#### Your objective:
Each line containing the string "surface" should be copied out of the entries.
========================================
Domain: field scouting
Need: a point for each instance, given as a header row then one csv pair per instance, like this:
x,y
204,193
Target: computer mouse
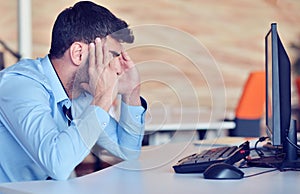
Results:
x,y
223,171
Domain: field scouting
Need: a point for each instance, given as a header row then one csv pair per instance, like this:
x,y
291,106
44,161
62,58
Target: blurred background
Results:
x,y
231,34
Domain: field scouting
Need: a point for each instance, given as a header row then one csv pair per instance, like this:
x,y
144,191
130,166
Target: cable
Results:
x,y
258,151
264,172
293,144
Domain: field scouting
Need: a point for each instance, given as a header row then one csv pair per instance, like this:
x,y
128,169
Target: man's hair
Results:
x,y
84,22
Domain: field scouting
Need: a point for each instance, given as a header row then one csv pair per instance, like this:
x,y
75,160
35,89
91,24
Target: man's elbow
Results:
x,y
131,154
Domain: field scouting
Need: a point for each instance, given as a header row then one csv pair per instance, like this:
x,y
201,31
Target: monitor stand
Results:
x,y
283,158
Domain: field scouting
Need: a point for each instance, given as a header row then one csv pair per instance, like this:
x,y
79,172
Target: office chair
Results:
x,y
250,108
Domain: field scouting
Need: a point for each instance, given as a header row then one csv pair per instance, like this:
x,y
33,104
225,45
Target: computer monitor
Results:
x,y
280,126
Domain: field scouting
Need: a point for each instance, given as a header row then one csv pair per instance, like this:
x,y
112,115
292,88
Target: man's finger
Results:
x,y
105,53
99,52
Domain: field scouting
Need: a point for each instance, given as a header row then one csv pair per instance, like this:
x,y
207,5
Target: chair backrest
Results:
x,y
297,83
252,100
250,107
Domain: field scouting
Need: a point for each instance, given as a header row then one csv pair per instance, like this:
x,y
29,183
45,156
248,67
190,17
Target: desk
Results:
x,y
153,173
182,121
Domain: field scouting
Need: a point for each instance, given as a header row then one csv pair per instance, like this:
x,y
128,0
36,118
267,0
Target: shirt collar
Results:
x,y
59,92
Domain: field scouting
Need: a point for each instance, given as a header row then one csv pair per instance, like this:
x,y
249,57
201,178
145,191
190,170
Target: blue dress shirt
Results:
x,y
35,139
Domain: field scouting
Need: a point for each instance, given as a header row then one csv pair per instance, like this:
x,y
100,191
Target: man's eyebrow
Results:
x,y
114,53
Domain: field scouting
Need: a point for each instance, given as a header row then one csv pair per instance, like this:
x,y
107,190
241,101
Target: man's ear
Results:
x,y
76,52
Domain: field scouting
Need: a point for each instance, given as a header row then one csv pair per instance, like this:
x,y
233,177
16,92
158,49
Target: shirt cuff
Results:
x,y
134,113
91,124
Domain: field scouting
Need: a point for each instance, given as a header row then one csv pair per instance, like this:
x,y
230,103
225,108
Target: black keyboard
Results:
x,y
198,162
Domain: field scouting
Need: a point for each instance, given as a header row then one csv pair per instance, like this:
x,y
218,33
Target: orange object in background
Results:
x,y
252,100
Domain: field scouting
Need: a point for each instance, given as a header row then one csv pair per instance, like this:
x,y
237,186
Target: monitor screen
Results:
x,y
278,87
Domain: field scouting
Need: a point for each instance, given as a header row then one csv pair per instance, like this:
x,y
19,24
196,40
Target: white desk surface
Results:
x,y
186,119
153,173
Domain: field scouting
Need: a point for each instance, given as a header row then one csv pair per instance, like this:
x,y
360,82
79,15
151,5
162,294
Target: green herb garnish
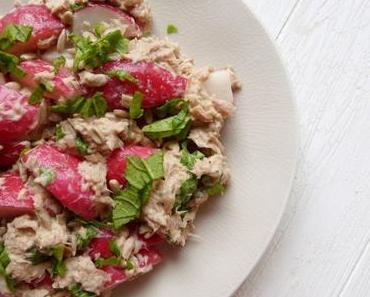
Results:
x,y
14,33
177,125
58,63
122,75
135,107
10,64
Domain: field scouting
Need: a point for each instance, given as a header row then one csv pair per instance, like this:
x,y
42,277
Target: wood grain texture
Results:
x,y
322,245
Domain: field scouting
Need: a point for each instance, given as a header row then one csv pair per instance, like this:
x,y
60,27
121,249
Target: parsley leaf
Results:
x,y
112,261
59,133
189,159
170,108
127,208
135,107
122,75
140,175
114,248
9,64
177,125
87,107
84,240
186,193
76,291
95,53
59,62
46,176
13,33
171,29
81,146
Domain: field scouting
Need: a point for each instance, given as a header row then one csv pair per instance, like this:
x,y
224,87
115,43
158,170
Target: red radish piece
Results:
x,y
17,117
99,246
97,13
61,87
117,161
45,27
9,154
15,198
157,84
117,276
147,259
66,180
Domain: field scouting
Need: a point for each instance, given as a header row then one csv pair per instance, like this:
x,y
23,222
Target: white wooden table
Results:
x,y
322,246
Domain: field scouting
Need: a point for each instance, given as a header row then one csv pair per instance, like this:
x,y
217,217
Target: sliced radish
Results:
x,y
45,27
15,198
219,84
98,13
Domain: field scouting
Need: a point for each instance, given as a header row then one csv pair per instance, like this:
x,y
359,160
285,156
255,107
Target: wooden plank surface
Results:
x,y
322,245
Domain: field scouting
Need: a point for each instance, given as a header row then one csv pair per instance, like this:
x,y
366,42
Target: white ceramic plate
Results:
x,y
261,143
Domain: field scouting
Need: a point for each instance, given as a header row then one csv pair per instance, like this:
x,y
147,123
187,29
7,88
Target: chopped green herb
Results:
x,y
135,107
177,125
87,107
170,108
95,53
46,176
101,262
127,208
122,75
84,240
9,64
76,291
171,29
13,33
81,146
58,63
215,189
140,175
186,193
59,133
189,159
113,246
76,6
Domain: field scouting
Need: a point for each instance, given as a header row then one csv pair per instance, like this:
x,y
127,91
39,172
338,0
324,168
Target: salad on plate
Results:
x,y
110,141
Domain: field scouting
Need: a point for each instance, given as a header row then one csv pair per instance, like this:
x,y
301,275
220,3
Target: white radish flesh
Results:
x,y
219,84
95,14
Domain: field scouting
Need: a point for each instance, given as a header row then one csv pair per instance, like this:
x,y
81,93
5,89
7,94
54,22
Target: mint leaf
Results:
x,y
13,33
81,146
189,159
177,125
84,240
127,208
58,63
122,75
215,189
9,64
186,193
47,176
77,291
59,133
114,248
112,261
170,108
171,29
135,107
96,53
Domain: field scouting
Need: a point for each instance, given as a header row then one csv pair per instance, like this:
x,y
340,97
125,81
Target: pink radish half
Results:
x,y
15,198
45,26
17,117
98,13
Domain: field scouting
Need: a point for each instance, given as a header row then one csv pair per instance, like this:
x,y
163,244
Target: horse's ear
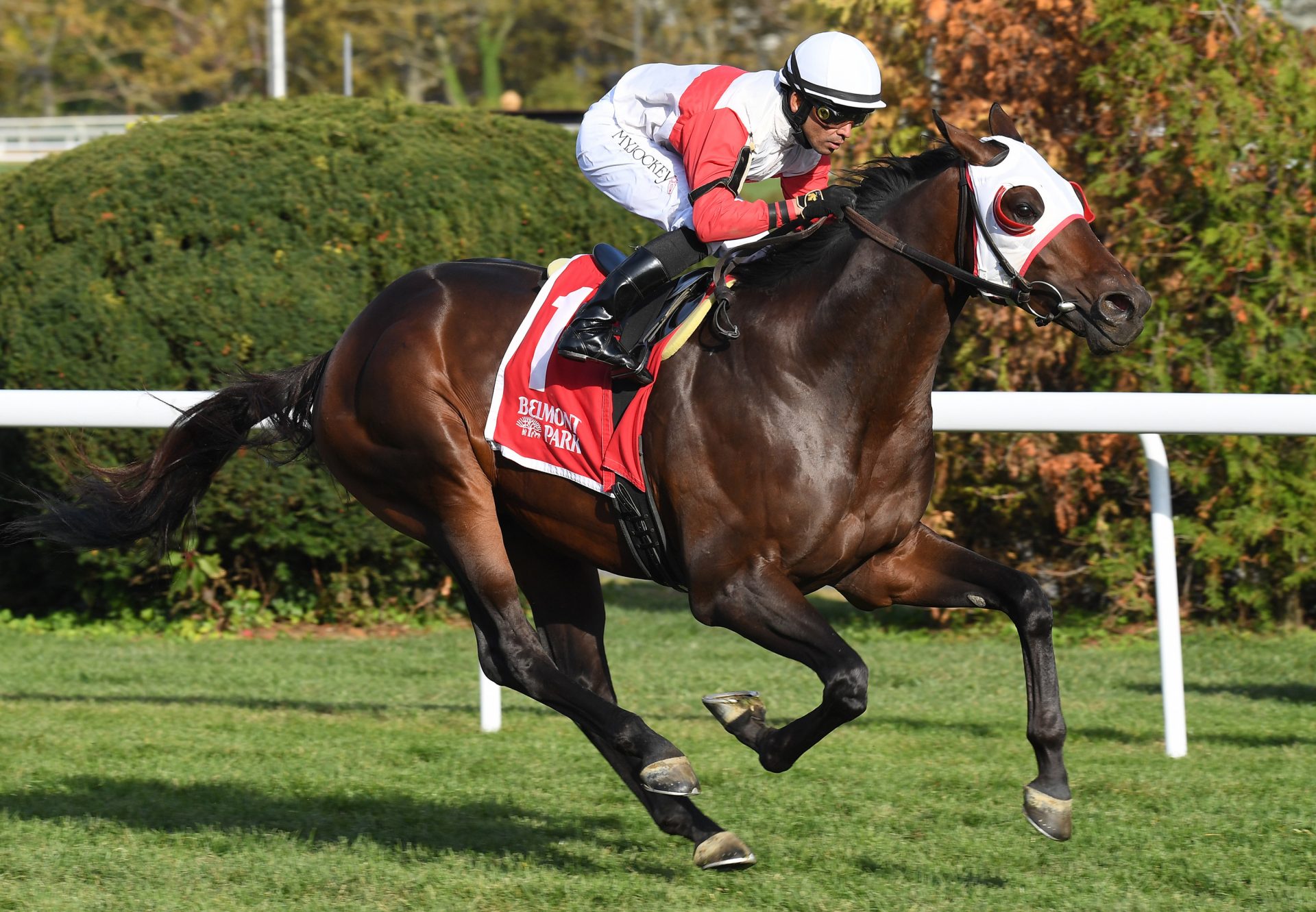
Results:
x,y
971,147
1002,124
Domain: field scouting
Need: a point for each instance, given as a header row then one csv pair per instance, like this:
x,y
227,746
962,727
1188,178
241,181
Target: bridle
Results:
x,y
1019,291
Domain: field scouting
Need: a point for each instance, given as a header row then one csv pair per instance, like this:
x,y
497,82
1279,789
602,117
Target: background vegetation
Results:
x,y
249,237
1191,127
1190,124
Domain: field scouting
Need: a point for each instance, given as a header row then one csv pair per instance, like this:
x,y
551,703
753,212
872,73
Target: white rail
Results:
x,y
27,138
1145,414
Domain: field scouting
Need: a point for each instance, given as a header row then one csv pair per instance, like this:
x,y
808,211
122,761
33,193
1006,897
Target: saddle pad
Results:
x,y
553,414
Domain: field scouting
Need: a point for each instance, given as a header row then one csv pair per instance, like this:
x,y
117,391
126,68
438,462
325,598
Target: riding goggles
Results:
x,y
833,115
========================================
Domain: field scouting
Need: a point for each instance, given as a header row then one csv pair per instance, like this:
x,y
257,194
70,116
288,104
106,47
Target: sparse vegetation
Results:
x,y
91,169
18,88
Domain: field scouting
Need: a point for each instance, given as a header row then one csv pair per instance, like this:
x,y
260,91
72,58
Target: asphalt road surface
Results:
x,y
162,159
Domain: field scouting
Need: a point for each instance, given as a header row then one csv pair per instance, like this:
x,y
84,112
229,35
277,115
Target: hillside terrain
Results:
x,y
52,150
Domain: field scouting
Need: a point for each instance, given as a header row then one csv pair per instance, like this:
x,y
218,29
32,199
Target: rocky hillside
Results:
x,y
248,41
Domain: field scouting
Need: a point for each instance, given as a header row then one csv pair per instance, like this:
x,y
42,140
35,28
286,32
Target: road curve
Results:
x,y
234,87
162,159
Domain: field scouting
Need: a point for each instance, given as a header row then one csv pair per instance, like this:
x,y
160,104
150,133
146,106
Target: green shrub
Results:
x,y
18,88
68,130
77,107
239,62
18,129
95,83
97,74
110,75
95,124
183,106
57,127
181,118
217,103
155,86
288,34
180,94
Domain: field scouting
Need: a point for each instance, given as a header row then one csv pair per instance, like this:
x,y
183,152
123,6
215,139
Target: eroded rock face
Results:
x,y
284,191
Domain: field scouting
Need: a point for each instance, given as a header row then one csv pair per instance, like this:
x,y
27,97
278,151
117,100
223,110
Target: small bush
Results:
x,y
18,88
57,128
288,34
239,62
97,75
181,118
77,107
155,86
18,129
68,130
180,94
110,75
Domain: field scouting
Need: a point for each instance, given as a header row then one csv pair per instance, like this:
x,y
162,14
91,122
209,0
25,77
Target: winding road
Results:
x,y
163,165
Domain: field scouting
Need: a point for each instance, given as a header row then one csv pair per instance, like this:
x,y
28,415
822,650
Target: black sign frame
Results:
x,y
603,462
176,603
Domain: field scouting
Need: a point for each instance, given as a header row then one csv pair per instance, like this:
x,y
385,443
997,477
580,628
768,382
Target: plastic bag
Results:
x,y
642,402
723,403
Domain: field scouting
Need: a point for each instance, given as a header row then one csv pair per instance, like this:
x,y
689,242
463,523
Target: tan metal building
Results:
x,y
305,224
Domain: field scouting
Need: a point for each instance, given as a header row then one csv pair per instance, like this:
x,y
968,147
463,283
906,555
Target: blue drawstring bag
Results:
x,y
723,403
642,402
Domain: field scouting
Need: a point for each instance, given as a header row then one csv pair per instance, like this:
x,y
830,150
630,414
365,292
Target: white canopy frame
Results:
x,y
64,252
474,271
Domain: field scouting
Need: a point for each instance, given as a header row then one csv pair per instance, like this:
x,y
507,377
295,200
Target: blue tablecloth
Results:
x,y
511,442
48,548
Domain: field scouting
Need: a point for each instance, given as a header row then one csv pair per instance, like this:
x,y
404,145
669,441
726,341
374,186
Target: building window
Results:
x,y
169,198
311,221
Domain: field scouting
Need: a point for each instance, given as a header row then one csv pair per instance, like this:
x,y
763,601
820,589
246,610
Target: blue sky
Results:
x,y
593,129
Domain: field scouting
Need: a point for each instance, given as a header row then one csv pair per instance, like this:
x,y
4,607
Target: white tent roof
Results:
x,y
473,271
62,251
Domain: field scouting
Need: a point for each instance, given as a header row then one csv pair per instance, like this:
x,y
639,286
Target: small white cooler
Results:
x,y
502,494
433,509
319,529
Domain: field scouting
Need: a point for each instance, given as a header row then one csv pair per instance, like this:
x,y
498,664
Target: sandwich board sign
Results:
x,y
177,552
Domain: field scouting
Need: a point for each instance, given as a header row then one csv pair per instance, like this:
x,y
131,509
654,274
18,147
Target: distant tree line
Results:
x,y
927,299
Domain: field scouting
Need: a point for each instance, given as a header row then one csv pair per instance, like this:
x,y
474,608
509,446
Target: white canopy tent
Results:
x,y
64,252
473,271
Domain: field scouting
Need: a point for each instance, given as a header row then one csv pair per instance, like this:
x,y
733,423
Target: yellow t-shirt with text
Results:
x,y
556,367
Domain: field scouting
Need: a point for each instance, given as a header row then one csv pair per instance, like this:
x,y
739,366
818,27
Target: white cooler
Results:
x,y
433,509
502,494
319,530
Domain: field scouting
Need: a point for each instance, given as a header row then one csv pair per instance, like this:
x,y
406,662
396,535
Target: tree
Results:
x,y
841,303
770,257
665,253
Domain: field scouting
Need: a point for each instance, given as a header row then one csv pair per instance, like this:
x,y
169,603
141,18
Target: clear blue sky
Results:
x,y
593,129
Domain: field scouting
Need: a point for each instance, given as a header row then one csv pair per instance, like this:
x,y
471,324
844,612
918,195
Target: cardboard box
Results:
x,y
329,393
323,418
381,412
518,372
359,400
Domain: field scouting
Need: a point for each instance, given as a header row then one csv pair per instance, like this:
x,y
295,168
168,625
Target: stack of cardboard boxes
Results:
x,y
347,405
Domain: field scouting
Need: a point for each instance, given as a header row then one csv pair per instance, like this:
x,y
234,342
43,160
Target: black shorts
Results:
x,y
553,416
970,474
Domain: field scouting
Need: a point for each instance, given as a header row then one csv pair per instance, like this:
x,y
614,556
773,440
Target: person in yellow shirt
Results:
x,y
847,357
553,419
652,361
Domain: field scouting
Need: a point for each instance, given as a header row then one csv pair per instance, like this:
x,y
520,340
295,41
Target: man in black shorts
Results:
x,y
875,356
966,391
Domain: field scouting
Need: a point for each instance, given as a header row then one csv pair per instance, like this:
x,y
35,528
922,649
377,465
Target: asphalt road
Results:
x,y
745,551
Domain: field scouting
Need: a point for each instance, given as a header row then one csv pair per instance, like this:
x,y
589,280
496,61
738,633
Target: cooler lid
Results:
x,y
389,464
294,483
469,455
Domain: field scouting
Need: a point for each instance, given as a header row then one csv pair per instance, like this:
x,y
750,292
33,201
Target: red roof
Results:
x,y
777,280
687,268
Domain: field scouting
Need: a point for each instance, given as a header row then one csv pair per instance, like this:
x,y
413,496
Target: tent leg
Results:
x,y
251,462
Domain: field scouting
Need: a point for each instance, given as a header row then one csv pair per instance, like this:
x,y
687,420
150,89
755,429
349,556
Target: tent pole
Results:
========================================
#### Task output:
Target: white desk surface
Target: wooden plank surface
Target: asphalt road surface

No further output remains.